> **TASK ITEM**
Rewrite the voter-restriction passage starting with "Republicans’ voter suppression" and going on through "Acceptable casualties. Expendables.", putting "the odds" in place of "percentages".

> **PASSAGE**

Republicans’ voter suppression legislation is hardly a precision political weapon. It doesn’t need to be. In fact, if the laws harm their own voters Republicans are still fine with that so long as they hurt Democrats more. They are playing percentages. Republican leaders consider any of their own voters hurt by these vote suppression measures collateral damage. Acceptable casualties. Expendables.
CNN’s John Blake examines how features of the new wave of voter restrictions actually harm White people, making these laws less Jim Crow than Wile E. Coyote:
Some of the more obvious boomerang effects of these laws have already been noted. Voter restrictions anger and mobilize voters of color. They make it more difficult for older, rural White citizens to vote. And they discourage some White voters from even participating in elections.
Even some GOP leaders are now warning that restrictive voting laws are hurting their base. One commentator went further, saying Republicans are “inadvertently suppressing their own voters.”
That’s the conclusion Joel Mathis came to after examining the results of the recent recall election in California, where Gov. Gavin Newsom decisively thwarted the GOP-led effort to remove him from office. Initial signs suggested Republicans were energized after conservative talk show host Larry Elder entered the race, but almost every major demographic group in the state rejected the recall.
The effort to replace Newsom failed, in part, because Elder and other GOP leaders discouraged many of their own supporters from voting by alleging voter fraud in the lead-up to the election, Mathis said in a column in The Week. This was the same dynamic that led to Democrats winning Georgia and control of Congress in the last presidential election, Mathis noted.
But restricting the vote affects more than the outcome of elections, Blake concludes. Restrictive voting laws result in less competent lawmakers taking office. That’s what political scientist Alex Keena found in co-authoring “Gerrymandering the States: Partisanship, Race, and the Transformation of American Federalism.” Elections rigged to favor members of one party promotes politicians more focused on wedge issues than voters’ real needs.
(Gerrymandering favors people such as Rep. Marjorie Taylor Greene, Republican of Georgia, who behaves more like a heel wrestler than a public servant.)
“It leads to legislators who are good at getting elected and raising money, but they don’t know a lot about government,” says Keena, a political science professor at Virginia Commonwealth University.
This inability to govern can have lethal consequences. Keena says.
States that enacted partisan gerrymandering — redrawing congressional districts to favor the Republican party and deprive Black people of voting power — tended to have higher infant mortality rates, Keena says. They also were more likely to challenge the Affordable Care Act in courts and were generally less responsive to the COVID-19 pandemic in 2020 than Republican-controlled states that didn’t gerrymander, he found.

> **DATASET EXCERPT**
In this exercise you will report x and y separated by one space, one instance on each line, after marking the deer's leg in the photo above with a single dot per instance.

> **TASK ANSWER**
Republicans’ voter suppression legislation is hardly a precision political weapon. It doesn’t need to be. In fact, if the laws harm their own voters Republicans are still fine with that so long as they hurt Democrats more. They are playing the odds. Republican leaders consider any of their own voters hurt by these vote suppression measures collateral damage. Acceptable casualties. Expendables.